=== Exercise passage ===
McBride rarely centers her identity as a trans woman. If anything, it’s Republicans who can’t stop talking about it. She’s spoken publicly about her strategic decision to focus on kitchen-table issues rather than making herself a symbol. She’s said she refuses to be “martyred” or turned into a “caricature.”
So when McBride steps to the microphone and talks about her own experience, about 21 years of pain before coming out, about the “unwavering homesickness” that only went away when she got care, it means something. It’s a deliberate choice. And on Wednesday, standing on the steps of the Capitol with Reps. Alexandria Ocasio-Cortez and Julie Johnson, she made that choice.
I think her remarks are worth watching in full:
Full transcript of McBride’s remarks
We are two legislative days away from the Affordable Care Act tax credits expiring, when millions of people will see their health care premiums skyrocket. And GOP leadership, with that deadline fast approaching, has decided to schedule two votes on anti-trans bills and precisely zero votes on extending the Affordable Care Act tax credits.
They would rather have us focus in and debate a misunderstood and vulnerable 1% of the population instead of focusing in on the fact that they are raiding everyone’s health care in order to pay for tax breaks for the wealthiest 1%.
All Republican politicians care about is making the rich richer and attacking trans people. They are obsessed with trans people. I actually think they think more about trans people than trans people think about trans people. They are consumed with this, and they are extreme on it.
=== Record set ===
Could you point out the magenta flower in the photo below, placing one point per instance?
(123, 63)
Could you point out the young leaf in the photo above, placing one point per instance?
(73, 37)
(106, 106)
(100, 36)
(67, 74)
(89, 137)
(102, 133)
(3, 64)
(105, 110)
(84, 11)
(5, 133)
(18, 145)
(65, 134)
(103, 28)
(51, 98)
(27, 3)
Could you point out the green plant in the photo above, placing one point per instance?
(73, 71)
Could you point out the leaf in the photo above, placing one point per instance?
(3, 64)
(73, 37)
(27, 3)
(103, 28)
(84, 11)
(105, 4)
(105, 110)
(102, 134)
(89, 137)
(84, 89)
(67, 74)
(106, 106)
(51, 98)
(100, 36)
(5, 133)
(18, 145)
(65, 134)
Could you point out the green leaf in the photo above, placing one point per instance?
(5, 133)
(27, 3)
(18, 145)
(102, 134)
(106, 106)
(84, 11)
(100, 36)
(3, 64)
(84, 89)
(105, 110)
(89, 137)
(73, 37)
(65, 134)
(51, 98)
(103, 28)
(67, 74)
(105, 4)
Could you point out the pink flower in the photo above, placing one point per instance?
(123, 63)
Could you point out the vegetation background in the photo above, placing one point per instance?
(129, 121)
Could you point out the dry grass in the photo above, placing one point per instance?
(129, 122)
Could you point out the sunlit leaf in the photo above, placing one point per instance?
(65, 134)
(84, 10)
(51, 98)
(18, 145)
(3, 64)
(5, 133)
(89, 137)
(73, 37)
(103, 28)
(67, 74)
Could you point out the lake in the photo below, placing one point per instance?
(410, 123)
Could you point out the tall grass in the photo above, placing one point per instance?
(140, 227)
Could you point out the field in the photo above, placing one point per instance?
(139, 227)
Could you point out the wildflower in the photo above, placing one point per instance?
===
In the text about McBride's remarks at the Capitol, how many votes on anti-trans bills does she say GOP leadership scheduled?

Two votes.